- _Tasks to carry out_:
1. Which lines of code sit between the braces of main() in the first copy of that function in the forum excerpt about the D foreach loop? List each line in order.
2. Can you extend the forum excerpt about the D foreach loop, picking up after its final line?

- _Excerpt_:
I'm not quite sure what yours is doing, but yours isn't empty after the call to foreach any more than Nick's is. The issue with Nick's is that he's using the original range _inside_ the loop and not seeing the changes. Your loop isn't referencing the original range. It just uses its copy. If you did

void main()
{
    prime_walk pw;
    pw.cap = 100;
    foreach(i; pw)
        writefln("%s %s", i, pw.position);
}

You'd see that pw.postion is always printed as 2, just like Nick's foo.val always prints as 0.

- Jonathan M Davis
May 16, 2012
On Wednesday, 16 May 2012 at 07:41:14 UTC, Jonathan M Davis wrote:
> void main()
> {
>     prime_walk pw;
>     pw.cap = 100;
>     foreach(i; pw)
>         writefln("%s %s", i, pw.position);
> }
>
> You'd see that pw.postion is always printed as 2, just like Nick's foo.val
> always prints as 0.

- _Dataset excerpts_:
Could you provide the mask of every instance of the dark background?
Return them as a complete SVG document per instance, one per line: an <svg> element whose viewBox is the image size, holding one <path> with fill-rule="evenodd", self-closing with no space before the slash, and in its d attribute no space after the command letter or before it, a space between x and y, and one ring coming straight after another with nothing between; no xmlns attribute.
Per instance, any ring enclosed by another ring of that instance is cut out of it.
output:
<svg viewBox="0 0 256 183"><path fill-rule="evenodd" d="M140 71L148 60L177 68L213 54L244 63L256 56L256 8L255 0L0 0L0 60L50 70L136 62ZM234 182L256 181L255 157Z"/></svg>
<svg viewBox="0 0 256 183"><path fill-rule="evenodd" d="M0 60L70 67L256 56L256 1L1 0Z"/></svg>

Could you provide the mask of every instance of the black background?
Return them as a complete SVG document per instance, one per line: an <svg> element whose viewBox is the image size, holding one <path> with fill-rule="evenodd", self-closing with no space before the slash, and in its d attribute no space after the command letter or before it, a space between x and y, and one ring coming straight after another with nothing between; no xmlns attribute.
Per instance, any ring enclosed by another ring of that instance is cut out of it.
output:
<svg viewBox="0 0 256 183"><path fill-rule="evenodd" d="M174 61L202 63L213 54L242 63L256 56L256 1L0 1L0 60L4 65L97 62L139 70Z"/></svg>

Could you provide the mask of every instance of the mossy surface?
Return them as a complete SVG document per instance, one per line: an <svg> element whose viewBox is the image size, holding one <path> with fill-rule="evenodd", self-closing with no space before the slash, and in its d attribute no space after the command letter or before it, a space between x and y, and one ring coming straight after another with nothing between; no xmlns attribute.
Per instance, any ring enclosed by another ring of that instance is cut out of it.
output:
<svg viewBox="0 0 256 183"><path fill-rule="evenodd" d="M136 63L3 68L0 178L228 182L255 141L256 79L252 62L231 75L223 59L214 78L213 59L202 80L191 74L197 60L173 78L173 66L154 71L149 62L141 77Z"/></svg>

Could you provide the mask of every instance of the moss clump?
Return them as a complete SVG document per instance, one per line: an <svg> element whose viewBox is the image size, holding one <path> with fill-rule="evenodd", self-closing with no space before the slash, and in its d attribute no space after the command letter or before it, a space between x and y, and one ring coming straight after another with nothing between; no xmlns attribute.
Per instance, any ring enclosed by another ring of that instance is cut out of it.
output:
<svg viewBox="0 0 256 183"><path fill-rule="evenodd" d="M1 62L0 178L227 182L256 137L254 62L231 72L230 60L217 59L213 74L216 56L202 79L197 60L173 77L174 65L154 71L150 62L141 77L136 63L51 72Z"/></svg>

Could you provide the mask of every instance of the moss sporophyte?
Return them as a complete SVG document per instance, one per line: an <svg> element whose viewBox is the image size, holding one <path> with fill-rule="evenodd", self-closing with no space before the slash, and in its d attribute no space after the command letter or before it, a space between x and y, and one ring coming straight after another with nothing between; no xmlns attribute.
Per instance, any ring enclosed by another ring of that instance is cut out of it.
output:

- _Answers to the problems_:
1.
prime_walk pw;
pw.cap = 100;
foreach(i; pw)
writefln("%s %s", i, pw.position);

2.
 Hmmm...
[quote]
void main()
{
   Foo foo;
   foreach(val; foo)
       writeln(foo.val, " ", val);
}
[/quote]

 Indeed...  he is using foo.val isn't he? Instead he should just use 'val' by itself.



 Quick overview, my little prime walker is dropping the requirement of checking for if a number is prime by only going up and being on valid prime numbers. Each time the old prime is used it's stepped up in the array (and can't step on another used element), this removes your 'is this a prime' down to basically O(1). You can't ask randomly is x a prime, but if you needed a range of primes you can get quite a large list very quickly. Half of it is there for optimization purposes.
May 16, 2012
On Wednesday, May 16, 2012 09:48:20 Era Scarecrow wrote:
>   Hmmm...
> [quote]
> void main()
> {
>     Foo foo;
>     foreach(val; foo)
>         writeln(foo.val, " ", val);
> }
> [/quote]
> 
>   Indeed...  he is using foo.val isn't he? Instead he should just
> use 'val' by itself.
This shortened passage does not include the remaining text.